Aim of the task:
Which lines in the entries below contain the word "point"? Pick them out and copy each one.

Source records:
========

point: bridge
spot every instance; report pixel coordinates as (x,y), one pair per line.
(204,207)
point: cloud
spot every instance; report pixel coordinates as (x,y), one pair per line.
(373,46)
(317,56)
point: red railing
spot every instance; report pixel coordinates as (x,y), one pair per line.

========

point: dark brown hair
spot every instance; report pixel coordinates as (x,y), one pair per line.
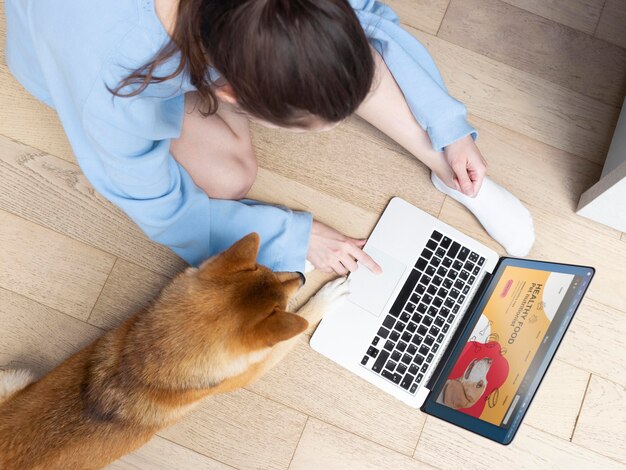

========

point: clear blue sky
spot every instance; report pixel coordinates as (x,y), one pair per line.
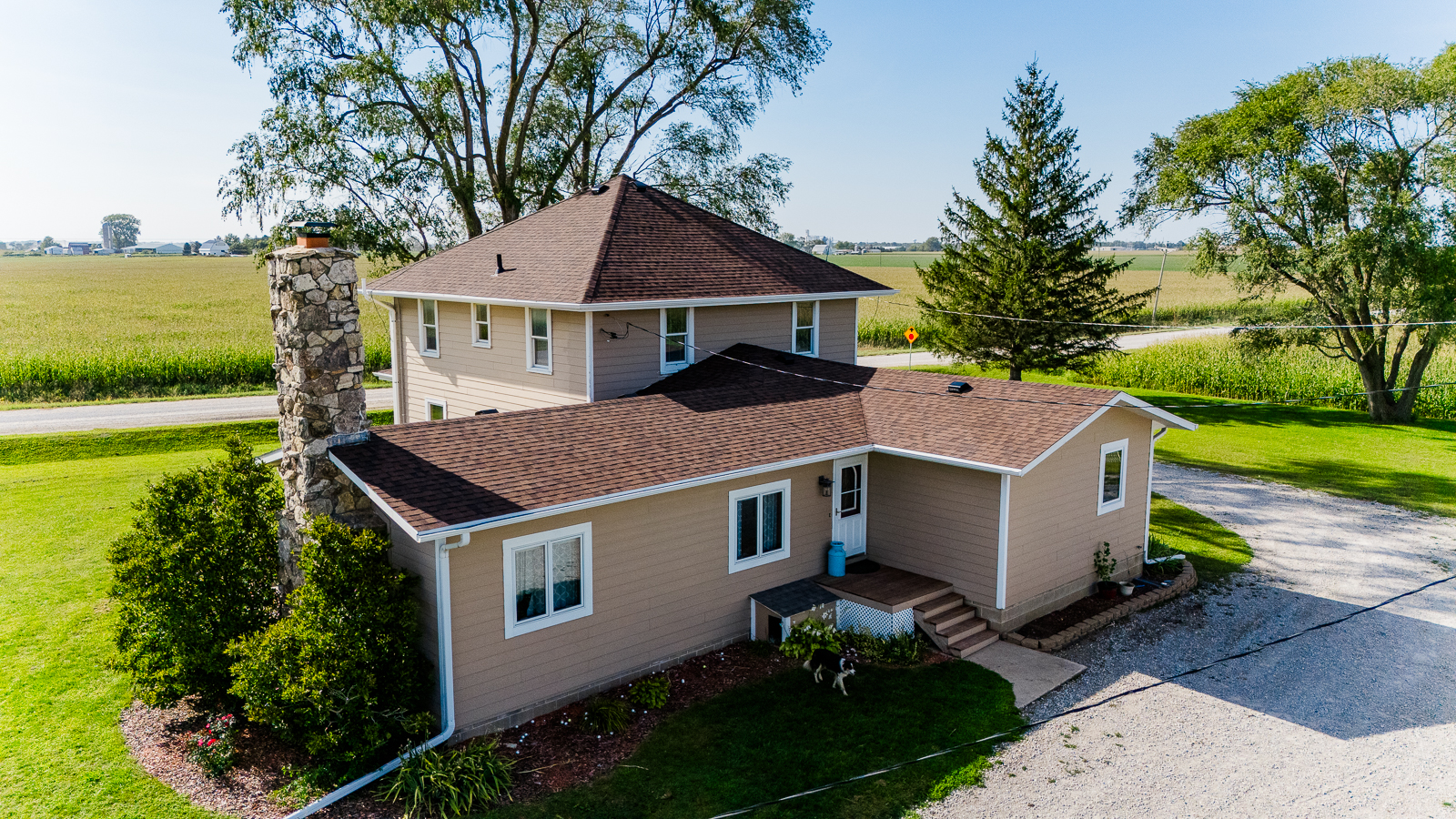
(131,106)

========

Correct answer:
point: bridge
point: cloud
point: red railing
point: dark brown hair
point: clear blue sky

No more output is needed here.